>> start PASSAGE SHOWN

Was I still sick in my last entry? Or had I recovered? I could look, but I'm too lazy.

Yesterday was ok. No giant tantrum. That counts as a success these days. Also I made pie. I know, it's right before thanksgiving, and here I've done used up one of my frozen pies. It's ok. Q wanted pie. I'm trying to win her over decisively to the pie camp-- as opposed to cake-- so I thought it was important to provide pie if possible when requested (provided it's not requested too often).

U has been enjoying laying on his back looking around and kicking. 7 week old playtime. He can lay there for a long time for such a young person. Like, a half hour if he's in the right mood. And then he's exhausted from all that hard work, and generally takes a long nap afterward.

>> end PASSAGE SHOWN
>> start DATASET

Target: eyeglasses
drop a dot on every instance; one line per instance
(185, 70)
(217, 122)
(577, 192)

>> end DATASET

> _REQUIREMENTS_:
• a. In the journal entry, how long can U lie on his back looking around and kicking?
• b. Go on with the journal entry, picking up right after its last sentence.

> _PER-TASK OUTPUTS_:
• a. About a half hour, if he's in the right mood.

• b.
I have been carefully trying not to think about jewelry designs. It will just frustrate me. This is the time of year when I start to think about silk screening. I will try not to think about that this year, either. Q has a composition she's working on on the chalkboard-- she doesn't really draw, she just makes vertical lines-- and I have left it up there and every few days she gets out a piece of chalk, adds a couple of vertical lines, and puts the chalk away. At this point it's got layers of color-- mostly red over white, a little blue thrown into the bottom layers. It's very interesting looking. I think I should find a way to work like that-- one satisfying, brief motion that I repeat daily. Maybe at some point there would be an object to show for it. Maybe not. But it would be easy to fit it into my day, and would satisfy some of my creative urges.

Update: had some of the pie. It is delicious. A FB friend of mine was recently unceremoniously dumped by another FB friend of mine, his partner of several years. Wrote me to basically ask if I had any insight, either into her motives or perspective on how he might have failed as a faculty spouse (she's an academic). Unfortunately, I have nothing to offer-- I don't really know her that well. She did not confide in me. But I am constantly surprised by how often people dump other people in long-standing relationships without ever going them a clear heads up that there's a problem. Why is communication so elusive for so many people?